**TASK INSTRUCTIONS**: Rewrite the rows below, swapping every occurrence of "as a pin" for "as a marker" and leaving everything else unchanged.

**DATA FOR THIS TASK**:
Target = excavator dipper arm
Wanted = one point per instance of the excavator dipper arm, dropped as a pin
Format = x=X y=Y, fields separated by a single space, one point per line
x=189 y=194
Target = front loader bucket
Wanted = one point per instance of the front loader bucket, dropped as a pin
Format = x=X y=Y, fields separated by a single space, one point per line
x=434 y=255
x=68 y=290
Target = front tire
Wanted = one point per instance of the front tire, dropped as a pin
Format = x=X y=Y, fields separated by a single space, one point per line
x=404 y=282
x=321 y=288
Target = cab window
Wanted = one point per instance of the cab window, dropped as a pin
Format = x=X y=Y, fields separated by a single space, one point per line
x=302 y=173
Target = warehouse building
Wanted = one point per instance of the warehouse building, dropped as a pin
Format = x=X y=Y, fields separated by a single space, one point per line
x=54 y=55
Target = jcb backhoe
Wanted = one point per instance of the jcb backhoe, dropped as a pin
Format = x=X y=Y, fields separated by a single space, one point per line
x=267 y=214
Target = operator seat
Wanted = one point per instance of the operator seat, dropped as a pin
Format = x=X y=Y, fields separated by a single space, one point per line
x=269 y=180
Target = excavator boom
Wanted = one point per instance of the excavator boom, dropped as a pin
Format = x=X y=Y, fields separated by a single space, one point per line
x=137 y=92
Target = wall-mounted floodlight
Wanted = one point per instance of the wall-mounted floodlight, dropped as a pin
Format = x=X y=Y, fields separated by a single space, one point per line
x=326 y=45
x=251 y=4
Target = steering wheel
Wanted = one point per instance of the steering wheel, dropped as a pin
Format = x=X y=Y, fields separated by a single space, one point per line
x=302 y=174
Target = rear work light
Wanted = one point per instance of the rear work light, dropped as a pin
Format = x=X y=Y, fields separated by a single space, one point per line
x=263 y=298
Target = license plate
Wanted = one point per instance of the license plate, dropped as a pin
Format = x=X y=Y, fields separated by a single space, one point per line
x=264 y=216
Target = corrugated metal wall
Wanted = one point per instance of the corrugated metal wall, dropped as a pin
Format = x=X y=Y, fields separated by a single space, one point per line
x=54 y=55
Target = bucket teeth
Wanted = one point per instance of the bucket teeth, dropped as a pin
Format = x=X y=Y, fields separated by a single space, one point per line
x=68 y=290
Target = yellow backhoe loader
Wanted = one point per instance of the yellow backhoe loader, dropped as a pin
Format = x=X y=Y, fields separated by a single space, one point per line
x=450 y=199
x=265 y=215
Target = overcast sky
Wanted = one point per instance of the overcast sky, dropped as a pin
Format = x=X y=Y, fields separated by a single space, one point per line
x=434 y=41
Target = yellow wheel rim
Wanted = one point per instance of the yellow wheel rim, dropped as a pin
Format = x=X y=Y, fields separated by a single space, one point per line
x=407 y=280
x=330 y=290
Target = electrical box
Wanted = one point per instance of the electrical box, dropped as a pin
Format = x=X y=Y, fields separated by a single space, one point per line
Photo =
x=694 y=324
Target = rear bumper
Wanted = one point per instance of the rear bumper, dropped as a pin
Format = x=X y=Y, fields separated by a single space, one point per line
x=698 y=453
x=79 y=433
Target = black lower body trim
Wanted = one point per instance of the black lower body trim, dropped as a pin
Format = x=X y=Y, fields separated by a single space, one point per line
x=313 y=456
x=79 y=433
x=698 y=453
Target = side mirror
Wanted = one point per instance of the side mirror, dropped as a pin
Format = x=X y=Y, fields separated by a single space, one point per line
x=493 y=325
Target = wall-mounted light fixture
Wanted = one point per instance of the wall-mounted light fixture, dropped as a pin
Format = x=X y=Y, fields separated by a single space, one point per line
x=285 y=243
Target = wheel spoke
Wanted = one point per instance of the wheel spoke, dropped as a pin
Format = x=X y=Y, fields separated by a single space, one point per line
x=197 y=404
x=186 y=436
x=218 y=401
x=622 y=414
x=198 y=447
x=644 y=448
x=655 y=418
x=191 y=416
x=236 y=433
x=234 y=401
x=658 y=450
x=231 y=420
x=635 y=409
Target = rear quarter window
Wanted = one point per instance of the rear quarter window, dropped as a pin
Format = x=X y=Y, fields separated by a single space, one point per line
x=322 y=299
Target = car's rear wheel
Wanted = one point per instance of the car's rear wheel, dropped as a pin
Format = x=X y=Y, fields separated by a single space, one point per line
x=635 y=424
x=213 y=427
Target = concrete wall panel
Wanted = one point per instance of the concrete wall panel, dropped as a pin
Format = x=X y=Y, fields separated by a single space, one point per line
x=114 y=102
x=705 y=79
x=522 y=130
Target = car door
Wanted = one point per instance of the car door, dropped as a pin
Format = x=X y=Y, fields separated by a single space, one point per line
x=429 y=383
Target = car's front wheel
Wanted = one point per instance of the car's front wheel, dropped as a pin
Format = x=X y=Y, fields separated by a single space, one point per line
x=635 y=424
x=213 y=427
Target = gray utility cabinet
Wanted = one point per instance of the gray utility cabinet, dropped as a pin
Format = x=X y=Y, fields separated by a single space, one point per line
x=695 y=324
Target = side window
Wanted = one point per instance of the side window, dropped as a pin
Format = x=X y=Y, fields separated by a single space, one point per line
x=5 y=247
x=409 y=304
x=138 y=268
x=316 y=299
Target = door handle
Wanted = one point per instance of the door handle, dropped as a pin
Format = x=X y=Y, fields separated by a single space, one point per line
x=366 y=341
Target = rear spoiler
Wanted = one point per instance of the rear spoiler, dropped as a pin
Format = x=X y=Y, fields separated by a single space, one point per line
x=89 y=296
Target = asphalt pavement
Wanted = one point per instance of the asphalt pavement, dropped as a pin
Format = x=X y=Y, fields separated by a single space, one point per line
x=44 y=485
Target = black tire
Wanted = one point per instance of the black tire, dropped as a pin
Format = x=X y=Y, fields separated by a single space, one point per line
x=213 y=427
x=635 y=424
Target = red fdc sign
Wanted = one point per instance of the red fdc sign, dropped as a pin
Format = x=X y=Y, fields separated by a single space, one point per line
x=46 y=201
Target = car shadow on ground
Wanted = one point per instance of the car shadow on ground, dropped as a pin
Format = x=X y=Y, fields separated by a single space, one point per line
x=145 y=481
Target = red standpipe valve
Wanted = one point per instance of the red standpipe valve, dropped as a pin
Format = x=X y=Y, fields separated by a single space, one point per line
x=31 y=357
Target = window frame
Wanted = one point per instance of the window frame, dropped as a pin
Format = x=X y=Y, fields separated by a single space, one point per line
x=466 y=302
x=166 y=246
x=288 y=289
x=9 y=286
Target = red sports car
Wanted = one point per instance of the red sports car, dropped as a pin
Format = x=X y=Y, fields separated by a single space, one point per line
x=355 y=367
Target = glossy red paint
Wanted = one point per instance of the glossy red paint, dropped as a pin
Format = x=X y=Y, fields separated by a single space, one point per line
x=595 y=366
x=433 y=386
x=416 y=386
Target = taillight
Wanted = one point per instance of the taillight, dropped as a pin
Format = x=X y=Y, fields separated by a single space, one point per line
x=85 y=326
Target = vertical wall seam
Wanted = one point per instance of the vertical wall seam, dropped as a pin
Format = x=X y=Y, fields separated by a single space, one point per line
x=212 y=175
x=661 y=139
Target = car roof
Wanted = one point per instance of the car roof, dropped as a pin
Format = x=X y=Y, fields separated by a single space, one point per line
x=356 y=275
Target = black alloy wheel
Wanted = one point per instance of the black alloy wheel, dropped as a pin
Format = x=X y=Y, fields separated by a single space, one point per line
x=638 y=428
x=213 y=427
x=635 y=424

**IN RESPONSE**:
Target = excavator dipper arm
Wanted = one point per instance of the excavator dipper arm, dropped as a marker
Format = x=X y=Y, fields separated by a single space, one point per line
x=189 y=194
Target = front loader bucket
Wanted = one point per instance of the front loader bucket, dropped as a marker
Format = x=X y=Y, fields separated by a single space, one point per line
x=434 y=255
x=68 y=290
Target = front tire
Wanted = one point per instance of the front tire, dropped as a marker
Format = x=X y=Y, fields separated by a single space, one point per line
x=404 y=282
x=321 y=288
Target = cab window
Wanted = one point per instance of the cab window, dropped as a marker
Format = x=X y=Y, fields separated by a single space, one point per line
x=302 y=173
Target = warehouse building
Wanted = one point per instance of the warehouse building, dropped as a marker
Format = x=X y=Y, fields separated by a single space, one point per line
x=54 y=55
Target = jcb backhoe
Wanted = one point per instance of the jcb backhoe, dropped as a marker
Format = x=X y=Y, fields separated by a single space, one point per line
x=267 y=214
Target = operator seat
Wanted = one point per instance of the operator seat, dropped as a marker
Format = x=X y=Y, fields separated by a single space, one point per line
x=269 y=180
Target = excavator boom
Wanted = one point per instance of the excavator boom, dropped as a marker
Format = x=X y=Y, fields separated by a single space, one point per line
x=137 y=92
Target = wall-mounted floodlight
Wanted = one point per instance of the wall-mounted floodlight, dropped as a marker
Format = x=X y=Y, fields separated by a single space, one point per line
x=326 y=45
x=251 y=4
Target = steering wheel
Wanted = one point per instance of the steering wheel, dropped as a marker
Format = x=X y=Y, fields separated by a single space, one point per line
x=302 y=174
Target = rear work light
Wanted = one point per instance of the rear work light, dropped as a marker
Format = x=X y=Y, fields separated by a single space, one point per line
x=263 y=298
Target = license plate
Wanted = one point per instance of the license plate, dropped as a marker
Format = x=X y=Y, fields separated by a single space, one point per line
x=264 y=216
Target = corrugated metal wall
Wanted = one point per instance of the corrugated metal wall, dropped as a marker
Format = x=X y=Y, fields separated by a single space, one point per line
x=54 y=55
Target = bucket teeth
Wanted = one point per instance of the bucket teeth, dropped as a marker
Format = x=X y=Y, fields separated by a single space, one point per line
x=68 y=290
Target = yellow backhoe loader
Wanted = one point per instance of the yellow backhoe loader, dropped as a marker
Format = x=X y=Y, fields separated by a single space, one point per line
x=450 y=199
x=265 y=215
Target = overcast sky
Wanted = one point per instance of the overcast sky, dropped as a marker
Format = x=X y=Y, fields separated by a single space, one point per line
x=434 y=41
Target = yellow wheel rim
Wanted = one point per instance of the yellow wheel rim, dropped as a marker
Format = x=X y=Y, fields separated by a single space, one point per line
x=407 y=280
x=330 y=290
Target = electrical box
Wanted = one point per instance of the electrical box, dropped as a marker
Format = x=X y=Y, fields separated by a single space, one point per line
Photo =
x=694 y=324
Target = rear bumper
Wanted = one point per instance of the rear bumper, dropped as a marker
Format = x=X y=Y, fields separated by a single space, one point per line
x=698 y=453
x=79 y=433
Target = black lower body trim
Wanted = one point per instance of the black lower body trim, dropped as a marker
Format = x=X y=Y, fields separated by a single space, one point per line
x=313 y=456
x=79 y=433
x=698 y=453
Target = side mirror
Wanted = one point per instance of the side mirror, dropped as a marker
Format = x=X y=Y, fields separated by a single space, one point per line
x=493 y=325
Target = wall-mounted light fixture
Wanted = one point per instance of the wall-mounted light fixture, dropped as a marker
Format = x=X y=Y, fields separated by a single space, one point per line
x=285 y=243
Target = wheel spoke
Wanted = one point per instance of the wheel spoke, dropped as a marker
Format = x=X y=Y, fields separated by a single space, one point per line
x=197 y=404
x=186 y=436
x=218 y=401
x=622 y=414
x=198 y=447
x=644 y=448
x=655 y=418
x=191 y=416
x=236 y=433
x=234 y=401
x=658 y=450
x=231 y=420
x=635 y=409
Target = rear quarter window
Wanted = one point per instance of the rear quarter window, dropped as a marker
Format = x=X y=Y, fields separated by a single space, one point per line
x=322 y=299
Target = car's rear wheel
Wanted = one point per instance of the car's rear wheel, dropped as a marker
Format = x=X y=Y, fields separated by a single space, one point per line
x=635 y=424
x=213 y=427
Target = concrete wall panel
Wanted = one point per instance of the concrete wall panel, dropped as a marker
Format = x=X y=Y, fields separated by a single space, one point per line
x=114 y=102
x=705 y=79
x=522 y=130
Target = car door
Wanted = one point per instance of the car door, dropped as a marker
Format = x=X y=Y, fields separated by a single space, one point per line
x=429 y=383
Target = car's front wheel
Wanted = one point per instance of the car's front wheel, dropped as a marker
Format = x=X y=Y, fields separated by a single space, one point per line
x=635 y=424
x=213 y=427
Target = gray utility cabinet
Wanted = one point per instance of the gray utility cabinet, dropped as a marker
Format = x=X y=Y, fields separated by a single space, one point per line
x=695 y=324
Target = side window
Wanted = one point per instance of the side window, dropped as a marker
Format = x=X y=Y, fields separated by a single space, one point per line
x=5 y=247
x=409 y=304
x=138 y=268
x=316 y=299
Target = door handle
Wanted = one point per instance of the door handle, dropped as a marker
Format = x=X y=Y, fields separated by a single space, one point per line
x=366 y=341
Target = rear spoiler
Wanted = one point per instance of the rear spoiler, dropped as a marker
Format = x=X y=Y, fields separated by a single space, one point per line
x=89 y=296
Target = asphalt pavement
Wanted = one point per instance of the asphalt pavement, dropped as a marker
Format = x=X y=Y, fields separated by a single space, one point per line
x=44 y=485
Target = black tire
Wanted = one point per instance of the black tire, dropped as a marker
Format = x=X y=Y, fields separated by a single space, one point per line
x=213 y=427
x=635 y=424
Target = red fdc sign
Wanted = one point per instance of the red fdc sign, dropped as a marker
Format = x=X y=Y, fields separated by a single space, one point per line
x=46 y=201
Target = car shadow on ground
Wanted = one point per instance of the car shadow on ground, dropped as a marker
Format = x=X y=Y, fields separated by a single space, one point per line
x=145 y=481
Target = red standpipe valve
Wanted = one point per instance of the red standpipe valve, dropped as a marker
Format = x=X y=Y, fields separated by a single space, one point per line
x=31 y=357
Target = window frame
Wanted = one point per instance of the window frame, dropped as a marker
Format = x=X y=Y, fields separated by a single space, one point per line
x=466 y=302
x=166 y=246
x=288 y=289
x=9 y=286
Target = red sports car
Wanted = one point per instance of the red sports car, dropped as a marker
Format = x=X y=Y, fields separated by a single space, one point per line
x=355 y=367
Target = glossy red paint
Wanted = one point per instance of the glossy red paint, dropped as a marker
Format = x=X y=Y, fields separated by a single space, one point per line
x=595 y=366
x=433 y=386
x=416 y=386
Target = taillight
Wanted = one point per instance of the taillight, dropped as a marker
Format = x=X y=Y, fields separated by a single space, one point per line
x=85 y=326
Target = vertical wall seam
Wanted = one point per instance of the vertical wall seam, dropped as a marker
Format = x=X y=Y, fields separated by a single space, one point per line
x=212 y=175
x=661 y=139
Target = car roof
Wanted = one point per instance of the car roof, dropped as a marker
Format = x=X y=Y, fields separated by a single space, one point per line
x=356 y=275
Target = black alloy wheel
Wanted = one point per instance of the black alloy wheel, dropped as a marker
Format = x=X y=Y, fields separated by a single space, one point per line
x=638 y=428
x=213 y=427
x=635 y=424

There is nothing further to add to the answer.